Data extract:
------------------------------------

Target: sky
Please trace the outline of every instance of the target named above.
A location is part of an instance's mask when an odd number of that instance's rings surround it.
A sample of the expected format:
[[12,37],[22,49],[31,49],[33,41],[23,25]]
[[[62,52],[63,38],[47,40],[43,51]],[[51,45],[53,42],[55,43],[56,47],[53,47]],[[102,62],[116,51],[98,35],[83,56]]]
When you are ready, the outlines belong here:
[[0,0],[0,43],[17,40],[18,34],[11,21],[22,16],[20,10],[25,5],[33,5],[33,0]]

------------------------------------

What needs to be done: Pull out every line of the data above and reproduce each one character for character.

Task result:
Target: sky
Please trace the outline of every instance of the target named above.
A location is part of an instance's mask when an odd number of that instance's rings surround it.
A sample of the expected format:
[[12,37],[22,49],[31,49],[33,41],[23,25]]
[[[62,52],[63,38],[47,40],[43,51]],[[51,45],[53,42],[55,43],[56,47],[53,47]],[[102,62],[116,51],[98,35],[83,56]]]
When you are ready, the outlines belong here:
[[0,0],[0,43],[17,40],[18,34],[11,21],[22,16],[20,10],[25,5],[33,5],[33,0]]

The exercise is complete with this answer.